Stored items:
◇ ◇ ◇ ◇

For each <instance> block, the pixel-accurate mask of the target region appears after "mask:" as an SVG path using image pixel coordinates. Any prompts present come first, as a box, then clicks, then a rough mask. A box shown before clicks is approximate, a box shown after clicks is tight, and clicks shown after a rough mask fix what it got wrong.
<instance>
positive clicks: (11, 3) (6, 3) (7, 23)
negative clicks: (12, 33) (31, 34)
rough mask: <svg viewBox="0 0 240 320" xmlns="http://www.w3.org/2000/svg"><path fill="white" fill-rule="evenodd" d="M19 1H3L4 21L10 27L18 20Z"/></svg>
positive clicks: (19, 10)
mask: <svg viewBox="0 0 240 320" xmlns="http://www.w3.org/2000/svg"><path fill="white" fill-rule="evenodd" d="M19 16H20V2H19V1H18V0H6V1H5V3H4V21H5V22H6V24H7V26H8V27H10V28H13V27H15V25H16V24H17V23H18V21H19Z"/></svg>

◇ ◇ ◇ ◇

What you will do
Line by line, copy the data above.

Written response
For each <instance> block, the pixel-accurate mask of the target region appears after "mask:" as an SVG path using image pixel coordinates. Any prompts present come first, as a box, then clicks, then a rough mask. A box shown before clicks is approximate, a box shown after clicks is tight, and clicks shown after a rough mask fix what it got wrong.
<instance>
positive clicks: (11, 3) (6, 3) (7, 23)
negative clicks: (12, 33) (31, 34)
rough mask: <svg viewBox="0 0 240 320" xmlns="http://www.w3.org/2000/svg"><path fill="white" fill-rule="evenodd" d="M19 1H3L4 21L10 27L18 20Z"/></svg>
positive clicks: (19, 10)
mask: <svg viewBox="0 0 240 320" xmlns="http://www.w3.org/2000/svg"><path fill="white" fill-rule="evenodd" d="M19 16H20V2H19V1H18V0H6V1H5V3H4V21H5V22H6V24H7V26H8V27H10V28H13V27H15V25H16V24H17V23H18V21H19Z"/></svg>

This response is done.